Exigence n° 5 : l'administration « est responsable de faire réexaminer régulièrement le présent document [de sécurité], notamment [...] à chaque fois qu'il est prévu de mettre en oeuvre le système de vote par correspondance Internet » ;

Exigence n° 207 : « le titulaire décrit et fait valider les mesures de détection de lutte contre les codes malveillants qu'il prévoit pour protéger la plateforme de vote et les stations pour l'administrer » ;

Exigence n° 266 : « le titulaire met en place un dispositif de chiffrement permettant de protéger l'ensemble des transactions réalisées par les utilisateurs des services d'application du système ».

Néanmoins, le besoin initial en matière de sécurité a été sous-estimé et le Gouvernement a été contraint de renforcer ses exigences entre l'attribution du marché public (2016) et la préparation des élections législatives (2017) 65 ( * ) .

Entendu par vos rapporteurs, le prestataire, la société SCYTL, estime que le Gouvernement a multiplié par deux ses exigences de sécurité. Sur le plan contractuel, cette évolution du besoin n'a pas fait l'objet d'un avenant ; le coût global du marché est resté inchangé.

c) Des tests grandeur nature peu concluants, tant du point de vue de l'ergonomie que de la sécurité

Les deux tests grandeur nature (TGN) organisés en décembre 2016 et en février 2017 n'ont pas donné satisfaction, tant du point de vue de l'ergonomie que de la sécurité de la plateforme de vote en ligne .

Certes, les échecs de connexion ont été progressivement réduits. Ils concernaient toutefois 14 % des utilisateurs au second tour du test de février 2017, contre environ 5 % lors des élections législatives de 2012.

(Entrées de pointage d'objets étiquetés)
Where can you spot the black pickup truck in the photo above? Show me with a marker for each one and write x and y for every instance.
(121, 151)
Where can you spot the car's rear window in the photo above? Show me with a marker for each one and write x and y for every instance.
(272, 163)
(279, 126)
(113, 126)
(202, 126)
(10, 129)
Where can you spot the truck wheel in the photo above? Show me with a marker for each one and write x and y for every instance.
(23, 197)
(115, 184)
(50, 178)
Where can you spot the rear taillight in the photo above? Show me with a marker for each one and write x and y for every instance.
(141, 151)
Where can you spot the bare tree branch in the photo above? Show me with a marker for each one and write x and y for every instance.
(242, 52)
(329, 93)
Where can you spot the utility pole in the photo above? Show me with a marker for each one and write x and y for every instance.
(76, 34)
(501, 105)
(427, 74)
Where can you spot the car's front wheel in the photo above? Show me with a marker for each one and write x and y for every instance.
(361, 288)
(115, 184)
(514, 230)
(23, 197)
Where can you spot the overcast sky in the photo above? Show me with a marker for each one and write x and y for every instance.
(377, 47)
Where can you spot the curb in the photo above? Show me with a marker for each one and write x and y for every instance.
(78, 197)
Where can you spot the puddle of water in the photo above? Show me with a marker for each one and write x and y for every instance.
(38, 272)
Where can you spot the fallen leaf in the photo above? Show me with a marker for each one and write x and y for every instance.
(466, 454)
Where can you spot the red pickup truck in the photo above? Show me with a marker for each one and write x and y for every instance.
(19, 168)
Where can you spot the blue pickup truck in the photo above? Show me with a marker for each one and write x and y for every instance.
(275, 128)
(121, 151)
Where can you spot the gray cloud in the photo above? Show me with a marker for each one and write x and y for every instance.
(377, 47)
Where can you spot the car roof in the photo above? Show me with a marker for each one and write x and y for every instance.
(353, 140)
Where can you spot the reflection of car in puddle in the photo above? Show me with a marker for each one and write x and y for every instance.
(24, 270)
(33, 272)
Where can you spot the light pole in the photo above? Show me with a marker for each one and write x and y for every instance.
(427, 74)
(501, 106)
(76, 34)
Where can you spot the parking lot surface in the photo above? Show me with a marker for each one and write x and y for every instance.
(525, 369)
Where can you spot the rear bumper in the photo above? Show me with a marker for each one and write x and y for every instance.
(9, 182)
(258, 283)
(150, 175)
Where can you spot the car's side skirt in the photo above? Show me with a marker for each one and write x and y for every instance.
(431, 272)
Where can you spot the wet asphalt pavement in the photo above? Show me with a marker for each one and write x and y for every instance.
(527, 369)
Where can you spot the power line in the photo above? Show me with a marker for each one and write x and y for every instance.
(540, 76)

* _Consignes_:
• 1. Répondez aux questions suivantes d'après l'extrait fourni :
(a) En quelle année le marché public a-t-il été attribué ?
(b) Selon la société SCYTL, par combien le Gouvernement a-t-il multiplié ses exigences de sécurité ?
(c) Quelle proportion des utilisateurs a subi des échecs de connexion au second tour du test de février 2017 ?
• 2. Relevez tous les numéros d'exigences cités dans l'extrait fourni.
• 3. Transcrivez le passage de l'extrait fourni allant de « c) Des tests » jusqu'à « législatives de 2012. » inclus.

* _Réponses par consigne_:
• 1.
(a) En 2016.
(b) Par deux.
(c) 14 % des utilisateurs.

• 2. n° 5, n° 207, n° 266

• 3.
c) Des tests grandeur nature peu concluants, tant du point de vue de l'ergonomie que de la sécurité

Les deux tests grandeur nature (TGN) organisés en décembre 2016 et en février 2017 n'ont pas donné satisfaction, tant du point de vue de l'ergonomie que de la sécurité de la plateforme de vote en ligne .

Certes, les échecs de connexion ont été progressivement réduits. Ils concernaient toutefois 14 % des utilisateurs au second tour du test de février 2017, contre environ 5 % lors des élections législatives de 2012.